#### Job:
Give every entry again, word for word and in full.

#### Given entries:

•••••

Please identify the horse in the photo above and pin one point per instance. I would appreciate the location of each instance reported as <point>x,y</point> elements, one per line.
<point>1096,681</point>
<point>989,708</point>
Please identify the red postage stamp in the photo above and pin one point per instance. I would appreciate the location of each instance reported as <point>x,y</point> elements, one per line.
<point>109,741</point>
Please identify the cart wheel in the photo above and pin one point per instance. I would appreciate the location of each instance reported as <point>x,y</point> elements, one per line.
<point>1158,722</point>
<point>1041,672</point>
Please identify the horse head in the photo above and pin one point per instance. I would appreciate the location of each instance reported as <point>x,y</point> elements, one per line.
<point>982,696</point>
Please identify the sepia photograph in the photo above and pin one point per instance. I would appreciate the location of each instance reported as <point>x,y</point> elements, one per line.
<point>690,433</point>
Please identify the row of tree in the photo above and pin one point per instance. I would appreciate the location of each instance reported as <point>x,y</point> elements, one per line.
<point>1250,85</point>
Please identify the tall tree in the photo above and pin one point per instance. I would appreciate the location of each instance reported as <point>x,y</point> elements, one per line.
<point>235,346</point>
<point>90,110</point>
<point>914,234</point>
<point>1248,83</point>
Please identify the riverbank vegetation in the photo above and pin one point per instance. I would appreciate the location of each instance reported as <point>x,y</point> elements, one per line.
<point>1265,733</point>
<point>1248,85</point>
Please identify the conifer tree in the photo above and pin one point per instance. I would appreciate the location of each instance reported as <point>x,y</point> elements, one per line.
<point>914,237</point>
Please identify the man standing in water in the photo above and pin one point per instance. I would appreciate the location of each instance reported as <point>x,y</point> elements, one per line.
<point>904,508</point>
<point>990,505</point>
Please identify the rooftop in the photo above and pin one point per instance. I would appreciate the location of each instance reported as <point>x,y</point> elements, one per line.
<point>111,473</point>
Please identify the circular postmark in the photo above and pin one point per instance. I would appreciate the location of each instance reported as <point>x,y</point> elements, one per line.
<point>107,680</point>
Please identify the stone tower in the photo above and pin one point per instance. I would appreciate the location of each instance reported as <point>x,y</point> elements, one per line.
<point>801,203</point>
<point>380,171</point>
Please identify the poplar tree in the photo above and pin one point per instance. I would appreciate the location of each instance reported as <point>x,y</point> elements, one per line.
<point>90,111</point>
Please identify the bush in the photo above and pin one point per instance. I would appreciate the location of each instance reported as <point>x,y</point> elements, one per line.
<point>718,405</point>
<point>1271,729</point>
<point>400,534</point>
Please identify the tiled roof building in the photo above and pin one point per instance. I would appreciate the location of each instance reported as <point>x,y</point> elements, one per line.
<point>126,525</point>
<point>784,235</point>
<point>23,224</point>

•••••

#### Full solution:
Please identify the horse in the photo above and pin one point per instance. I would appreciate the location of each instance reported as <point>x,y</point> elements, one per line.
<point>1096,681</point>
<point>989,708</point>
Please identify the red postage stamp in the photo above and pin one point per instance. I would appreciate the location of each instance reported as <point>x,y</point> elements, one per line.
<point>109,741</point>
Please identify the cart wheel in the photo above and pin one point per instance. I would appreciate the location of each instance reported as <point>x,y</point> elements, one per line.
<point>1158,722</point>
<point>1041,672</point>
Please identify the horse head in the photo above and pin one point per instance. I would appreciate the location of each instance reported as <point>x,y</point> elements, one per line.
<point>982,696</point>
Please identify the sepia photograph in the photo above and pin one point per instance. I would appreciate the location of each instance reported as <point>x,y</point> elements, one per line.
<point>690,433</point>
Please identify the row of tree in the photo above and pin one point per instance. I would appreciate the location of each instance reported as <point>x,y</point> elements, one per line.
<point>1250,85</point>
Please identify the tall tree in the photo above and pin one point per instance. I would appreciate the location of each instance reported as <point>x,y</point> elements, one per line.
<point>235,346</point>
<point>90,110</point>
<point>914,234</point>
<point>1248,83</point>
Please identify the riverbank vegetation in the photo above and pin one point per instance. I would appreciate the location of each instance reported as <point>x,y</point> elements, one per line.
<point>1265,733</point>
<point>1248,85</point>
Please identify the conifer tree in the photo above and pin one point per instance. I would appreciate the location of each instance reported as <point>x,y</point> elements, one per line.
<point>914,237</point>
Please identify the man standing in water in the photo above and pin one point per instance. I would appreciate the location of each instance reported as <point>x,y</point> elements, one per line.
<point>904,508</point>
<point>990,505</point>
Please identify the rooftop in the photo above and pin one point per instance. I would appreciate the location of each instance reported as <point>x,y</point> elements, one per line.
<point>111,473</point>
Please identify the circular postmark in the photo above and pin one point per instance. I would appreciate the location of each instance reported as <point>x,y</point> elements, one per line.
<point>107,680</point>
Please identify the stone tower in the photo above and pin one point per instance. I would appreciate the location of each instance reported as <point>x,y</point> elements, one per line.
<point>801,203</point>
<point>380,171</point>
Please identify the poplar tree in the photo above and pin one point per instance. I would appreciate the location of each instance reported as <point>x,y</point> elements, one per line.
<point>90,111</point>
Please identify the bush in the photo above and pin one point per instance. I would appreciate the location of each instance reported as <point>x,y</point> elements, one per line.
<point>718,405</point>
<point>1271,729</point>
<point>400,534</point>
Please identify the tiled roof building in the photo above and pin one point per instance. I would appreciate the location of each instance reported as <point>x,y</point> elements, one per line.
<point>126,525</point>
<point>784,235</point>
<point>23,224</point>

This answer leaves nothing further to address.